▶ Excerpt

In the first scenario, we call DOS32READ with the handle of a file on a FAT partition of a SCSI hard drive. This is an entry point in DOSCALL1 which soon passes through a call gate to the 32-bit kernel and invokes FS32IREAD. For FAT access, FS32IREAD then calls the 16-bit routine h_DOS_Read in DOSHIGH4CODE, which, after ascertaining that the requested data is not in a previously read buffer, formulates a "request list" and sends it to the OS2DASD.DMD device driver. The request list is contructed in the _BufReadExecute and _ReqListExecute routines of DOSHIGH32CODE, and consists of a single request with the extended command code 1Eh for Read.

The request specifies the start block, number of blocks to read, and addresses of buffers to hold the data. OS2DASD.DMD then calls the appropriate *.ADD device driver-- for the example system, AHA152X.ADD-- to access the physical hardware.

The second scenario is the same except that the file we are reading resides on an HPFS partition. In this case, FS32IREAD bypasses the legacy 16-bit FAT routines in DOSHIGH4CODE, and calls instead the FS_READ entry point of HPFS.IFS. The HPFS file system then takes care of buffering data and interfacing to the OS2DASD.DMD module.

The third scenario involves reading a file on a floppy disk. This is the same as the first scenario as far as the kernel is concerned; however, the OS2DASD.DMD code will pass the request down to IBM1FLPY.ADD (or IBM2FLPY.ADD for a Micro Channel machine), rather than to AHA152X.ADD.

Finally, to read data from a SCSI CD-Rom, FS32IREAD calls FS_READ on the CD-Rom file system driver CDFS.IFS. CDFS will again perform buffering services, then send a request list to OS2CDROM.DMD, which will invoke the appropriate BASEDEV-- in the example system, LMS206.ADD for a Philips CD-Rom drive.

V. The context-switching mechanism

A context switch generally takes place at the trailing edge of a kernel API call. Before returning from kernel mode to user mode, the system will call a special routine called KMExitKmodeEvents. This routine examines the global variable Resched, which indicates whether other threads of sufficient priority are ready to run. If Resched is non-zero, the next stop is the _tkSchedNext routine.

▶ Information supplied
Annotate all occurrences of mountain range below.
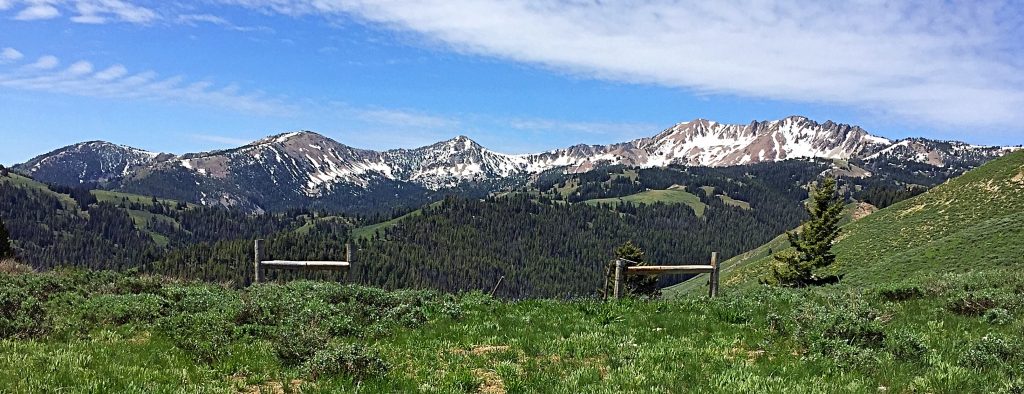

* * *

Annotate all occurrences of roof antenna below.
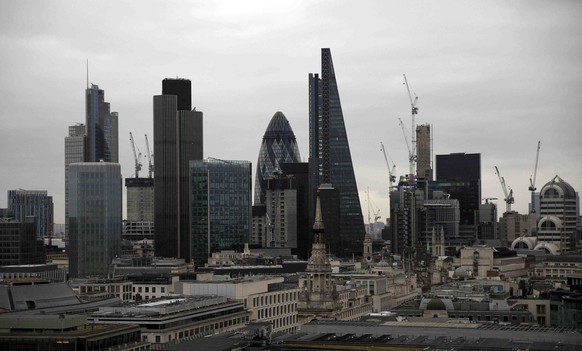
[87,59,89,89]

--

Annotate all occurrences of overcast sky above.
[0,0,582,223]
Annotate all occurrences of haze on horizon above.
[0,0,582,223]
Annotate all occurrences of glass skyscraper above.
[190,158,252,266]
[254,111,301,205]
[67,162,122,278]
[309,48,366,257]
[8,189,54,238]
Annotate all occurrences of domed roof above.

▶ Problems and tasks
**1.** In the excerpt, revise the passage from "In the first" up to and including "the physical hardware." so that "partition" becomes "volume".
**2.** Answer these from the excerpt:
(a) What extended command code does the single request for Read carry?
(b) For a file on an HPFS partition, which entry point of HPFS.IFS does FS32IREAD call?
(c) Which global variable does KMExitKmodeEvents examine?

▶ Complete answers
**1.**
In the first scenario, we call DOS32READ with the handle of a file on a FAT volume of a SCSI hard drive. This is an entry point in DOSCALL1 which soon passes through a call gate to the 32-bit kernel and invokes FS32IREAD. For FAT access, FS32IREAD then calls the 16-bit routine h_DOS_Read in DOSHIGH4CODE, which, after ascertaining that the requested data is not in a previously read buffer, formulates a "request list" and sends it to the OS2DASD.DMD device driver. The request list is contructed in the _BufReadExecute and _ReqListExecute routines of DOSHIGH32CODE, and consists of a single request with the extended command code 1Eh for Read.

The request specifies the start block, number of blocks to read, and addresses of buffers to hold the data. OS2DASD.DMD then calls the appropriate *.ADD device driver-- for the example system, AHA152X.ADD-- to access the physical hardware.

**2.**
(a) 1Eh
(b) FS_READ
(c) Resched